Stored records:
--------------------
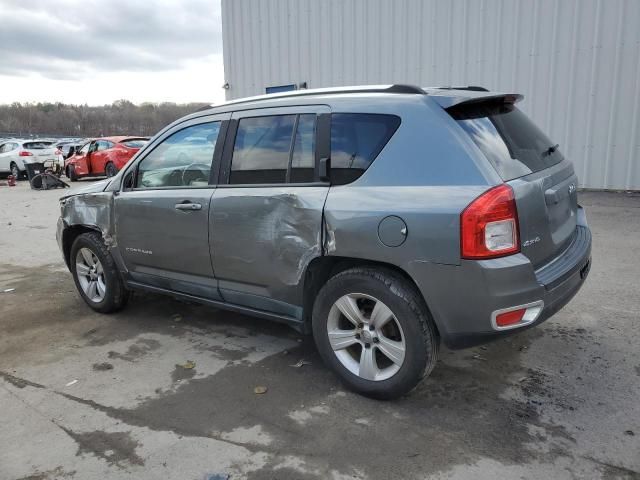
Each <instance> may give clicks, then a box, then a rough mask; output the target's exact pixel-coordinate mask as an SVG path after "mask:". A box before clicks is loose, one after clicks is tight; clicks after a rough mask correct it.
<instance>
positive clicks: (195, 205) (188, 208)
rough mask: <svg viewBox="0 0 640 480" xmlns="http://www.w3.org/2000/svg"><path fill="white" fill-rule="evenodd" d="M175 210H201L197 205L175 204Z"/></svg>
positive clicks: (189, 204)
mask: <svg viewBox="0 0 640 480" xmlns="http://www.w3.org/2000/svg"><path fill="white" fill-rule="evenodd" d="M175 207H176V210H202V205H201V204H199V203H191V202H189V203H176V206H175Z"/></svg>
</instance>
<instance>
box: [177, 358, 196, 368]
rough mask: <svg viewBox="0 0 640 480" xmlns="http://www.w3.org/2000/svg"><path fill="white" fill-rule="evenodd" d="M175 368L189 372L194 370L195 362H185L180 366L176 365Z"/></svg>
mask: <svg viewBox="0 0 640 480" xmlns="http://www.w3.org/2000/svg"><path fill="white" fill-rule="evenodd" d="M176 367H180V368H185V369H187V370H190V369H192V368H196V362H194V361H193V360H187V363H183V364H182V365H176Z"/></svg>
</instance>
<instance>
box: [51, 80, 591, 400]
mask: <svg viewBox="0 0 640 480" xmlns="http://www.w3.org/2000/svg"><path fill="white" fill-rule="evenodd" d="M521 98H522V97H521V96H520V95H514V94H504V93H495V92H489V91H486V90H484V89H482V88H479V87H465V88H425V89H423V88H418V87H411V86H406V85H393V86H381V87H351V88H339V89H323V90H303V91H299V92H294V93H284V94H276V95H268V96H262V97H255V98H248V99H243V100H238V101H232V102H228V103H225V104H222V105H219V106H215V107H212V108H210V109H207V110H204V111H200V112H197V113H194V114H192V115H190V116H187V117H185V118H183V119H180V120H178V121H176V122H174V123H173V124H171V125H170V126H168V127H167V128H165V129H164V130H163V131H161V132H160V133H159V134H158V135H156V136H155V137H154V138H153V139H152V140H151V141H150V142H149V143H148V144H147V145H146V146H145V147H143V148H142V149H141V150H140V151H139V152H138V153H137V154H136V156H135V157H134V158H133V160H132V161H131V162H130V163H129V165H128V166H127V167H126V168H125V169H123V170H122V171H121V172H119V174H118V175H116V176H115V177H113V178H112V179H109V180H107V181H104V182H100V183H95V184H93V185H91V186H90V187H89V188H87V189H85V190H84V191H80V192H75V193H74V194H72V195H70V196H67V197H64V198H62V199H61V217H60V219H59V220H58V230H57V239H58V243H59V245H60V248H61V250H62V252H63V255H64V259H65V261H66V263H67V265H68V267H69V269H70V271H71V273H72V274H73V278H74V280H75V283H76V286H77V288H78V291H79V292H80V295H81V296H82V298H83V299H84V300H85V302H86V303H87V304H88V305H89V306H90V307H91V308H93V309H94V310H96V311H99V312H104V313H108V312H113V311H116V310H118V309H120V308H122V307H123V306H124V305H125V304H126V302H127V299H128V296H129V292H130V291H131V290H138V289H139V290H147V291H151V292H158V293H164V294H168V295H172V296H174V297H179V298H182V299H186V300H190V301H196V302H201V303H203V304H208V305H213V306H216V307H222V308H226V309H229V310H235V311H238V312H242V313H247V314H251V315H256V316H259V317H262V318H265V319H270V320H276V321H280V322H285V323H287V324H289V325H291V326H292V327H294V328H296V329H297V330H299V331H301V332H305V333H313V336H314V338H315V342H316V345H317V348H318V351H319V352H320V354H321V356H322V358H323V359H324V361H325V362H326V364H327V365H328V366H329V367H331V368H332V369H333V370H334V371H335V372H336V373H337V374H338V376H339V377H340V378H341V379H342V380H343V381H344V382H345V383H346V384H347V386H349V387H350V388H352V389H353V390H355V391H358V392H360V393H362V394H364V395H368V396H372V397H377V398H393V397H397V396H399V395H402V394H405V393H407V392H409V391H410V390H411V389H412V388H413V387H415V386H416V384H417V383H418V382H419V381H420V379H421V378H423V377H424V376H425V375H428V374H429V372H430V371H431V370H432V369H433V367H434V365H435V363H436V358H437V354H438V346H439V344H440V342H441V341H443V342H444V343H445V344H446V345H447V346H449V347H450V348H463V347H469V346H472V345H477V344H480V343H483V342H487V341H489V340H492V339H496V338H500V337H504V336H505V335H508V334H511V333H514V332H518V331H521V330H523V329H525V328H528V327H531V326H533V325H536V324H538V323H541V322H542V321H544V320H545V319H547V318H549V317H550V316H551V315H553V314H554V313H555V312H557V311H558V310H559V309H560V308H562V306H563V305H565V304H566V303H567V302H568V301H569V300H570V299H571V298H572V297H573V296H574V295H575V294H576V292H577V291H578V290H579V289H580V287H581V286H582V283H583V282H584V280H585V278H586V276H587V274H588V272H589V266H590V252H591V234H590V231H589V228H588V227H587V222H586V218H585V214H584V211H583V209H582V208H581V207H580V206H579V205H578V203H577V192H576V185H577V179H576V176H575V174H574V170H573V167H572V165H571V163H570V162H569V161H568V160H566V159H565V158H564V157H563V155H562V153H561V152H560V150H559V148H558V145H556V144H554V143H553V142H552V141H551V140H549V139H548V138H547V137H546V136H545V134H544V133H542V132H541V131H540V130H539V129H538V128H537V127H536V126H535V125H534V124H533V123H532V122H531V121H530V120H529V119H528V118H527V116H526V115H524V114H523V113H522V112H521V111H520V110H519V109H518V108H517V107H516V106H515V103H516V102H518V101H519V100H521Z"/></svg>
--------------------
YOUR INSTRUCTIONS | Write the records above out again exactly, but not the pictures.

RESPONSE TO THIS TASK |
Each <instance> may give clicks, then a box, then a rough mask; output the target's exact pixel-coordinate mask as an SVG path after "mask:". A box before clicks is loose, one after clicks is tight; clicks after a rough mask correct it.
<instance>
positive clicks: (195, 205) (188, 208)
rough mask: <svg viewBox="0 0 640 480" xmlns="http://www.w3.org/2000/svg"><path fill="white" fill-rule="evenodd" d="M175 210H201L197 205L175 204Z"/></svg>
positive clicks: (189, 204)
mask: <svg viewBox="0 0 640 480" xmlns="http://www.w3.org/2000/svg"><path fill="white" fill-rule="evenodd" d="M175 207H176V210H202V205H201V204H199V203H191V202H189V203H176V206H175Z"/></svg>
</instance>
<instance>
box: [177, 358, 196, 368]
rough mask: <svg viewBox="0 0 640 480" xmlns="http://www.w3.org/2000/svg"><path fill="white" fill-rule="evenodd" d="M175 368L189 372L194 370L195 362H185L180 366L176 365Z"/></svg>
mask: <svg viewBox="0 0 640 480" xmlns="http://www.w3.org/2000/svg"><path fill="white" fill-rule="evenodd" d="M176 367H180V368H185V369H187V370H190V369H192V368H196V362H194V361H193V360H187V363H183V364H182V365H176Z"/></svg>
</instance>
<instance>
box: [51, 80, 591, 400]
mask: <svg viewBox="0 0 640 480" xmlns="http://www.w3.org/2000/svg"><path fill="white" fill-rule="evenodd" d="M521 98H522V97H521V96H520V95H514V94H504V93H495V92H489V91H486V90H484V89H482V88H479V87H465V88H425V89H423V88H418V87H411V86H406V85H393V86H381V87H351V88H339V89H323V90H303V91H299V92H294V93H284V94H276V95H268V96H262V97H255V98H248V99H243V100H238V101H232V102H228V103H225V104H222V105H219V106H215V107H212V108H210V109H207V110H204V111H200V112H197V113H194V114H192V115H190V116H187V117H185V118H183V119H180V120H178V121H176V122H174V123H173V124H171V125H170V126H168V127H167V128H165V129H164V130H163V131H161V132H160V133H159V134H158V135H156V136H155V137H154V138H153V139H152V140H151V141H150V142H149V143H148V144H147V145H146V146H145V147H143V148H142V149H141V150H140V151H139V152H138V153H137V154H136V156H135V157H134V158H133V160H132V161H131V162H130V163H129V165H128V166H127V167H126V168H125V169H123V170H122V171H121V172H119V174H118V175H116V176H115V177H113V178H112V179H109V180H107V181H104V182H100V183H95V184H93V185H91V186H90V187H89V188H87V189H85V190H84V191H80V192H75V193H74V194H72V195H70V196H67V197H64V198H62V199H61V217H60V219H59V220H58V230H57V239H58V243H59V245H60V248H61V250H62V252H63V255H64V259H65V261H66V263H67V265H68V267H69V269H70V271H71V273H72V274H73V278H74V280H75V283H76V286H77V288H78V291H79V292H80V295H81V296H82V298H83V299H84V300H85V302H86V303H87V304H88V305H89V306H90V307H91V308H93V309H94V310H96V311H99V312H104V313H108V312H113V311H116V310H118V309H120V308H122V307H123V306H124V305H125V304H126V302H127V299H128V296H129V292H130V291H131V290H138V289H139V290H147V291H151V292H158V293H164V294H168V295H172V296H174V297H179V298H182V299H186V300H190V301H196V302H201V303H203V304H208V305H213V306H216V307H222V308H226V309H229V310H235V311H238V312H242V313H247V314H251V315H256V316H259V317H262V318H265V319H270V320H276V321H280V322H285V323H287V324H289V325H291V326H292V327H294V328H296V329H297V330H299V331H301V332H305V333H313V336H314V338H315V342H316V345H317V348H318V351H319V352H320V354H321V356H322V358H323V359H324V361H325V362H326V364H327V365H328V366H329V367H331V368H332V369H333V370H334V371H335V372H336V373H337V374H338V376H339V377H340V378H341V379H342V380H343V381H344V382H345V383H346V384H347V386H349V387H350V388H352V389H353V390H355V391H358V392H360V393H362V394H364V395H368V396H372V397H377V398H393V397H397V396H399V395H402V394H405V393H407V392H409V391H410V390H411V389H412V388H413V387H415V386H416V384H417V383H418V382H419V381H420V379H421V378H423V377H424V376H425V375H428V374H429V372H430V371H431V370H432V369H433V367H434V365H435V363H436V358H437V354H438V346H439V344H440V342H441V341H443V342H444V343H445V344H446V345H447V346H449V347H450V348H463V347H469V346H472V345H477V344H480V343H483V342H487V341H489V340H492V339H496V338H500V337H504V336H505V335H508V334H511V333H514V332H518V331H521V330H523V329H525V328H528V327H531V326H533V325H536V324H538V323H541V322H542V321H544V320H545V319H547V318H549V317H550V316H551V315H553V314H554V313H555V312H557V311H558V310H559V309H560V308H562V306H563V305H565V304H566V303H567V302H568V301H569V300H570V299H571V298H572V297H573V296H574V295H575V294H576V292H577V291H578V290H579V289H580V287H581V286H582V283H583V282H584V280H585V278H586V276H587V274H588V272H589V266H590V252H591V234H590V231H589V228H588V227H587V222H586V218H585V214H584V211H583V209H582V208H581V207H580V206H579V205H578V203H577V192H576V185H577V179H576V176H575V174H574V170H573V167H572V165H571V163H570V162H569V161H568V160H566V159H565V158H564V157H563V155H562V153H561V152H560V150H559V148H558V145H556V144H554V143H553V142H552V141H551V140H549V139H548V138H547V137H546V136H545V134H544V133H542V132H541V131H540V130H539V129H538V128H537V127H536V126H535V125H534V124H533V123H532V122H531V121H530V120H529V119H528V118H527V116H526V115H524V114H523V113H522V112H521V111H520V110H519V109H518V108H517V107H516V106H515V103H516V102H518V101H519V100H521Z"/></svg>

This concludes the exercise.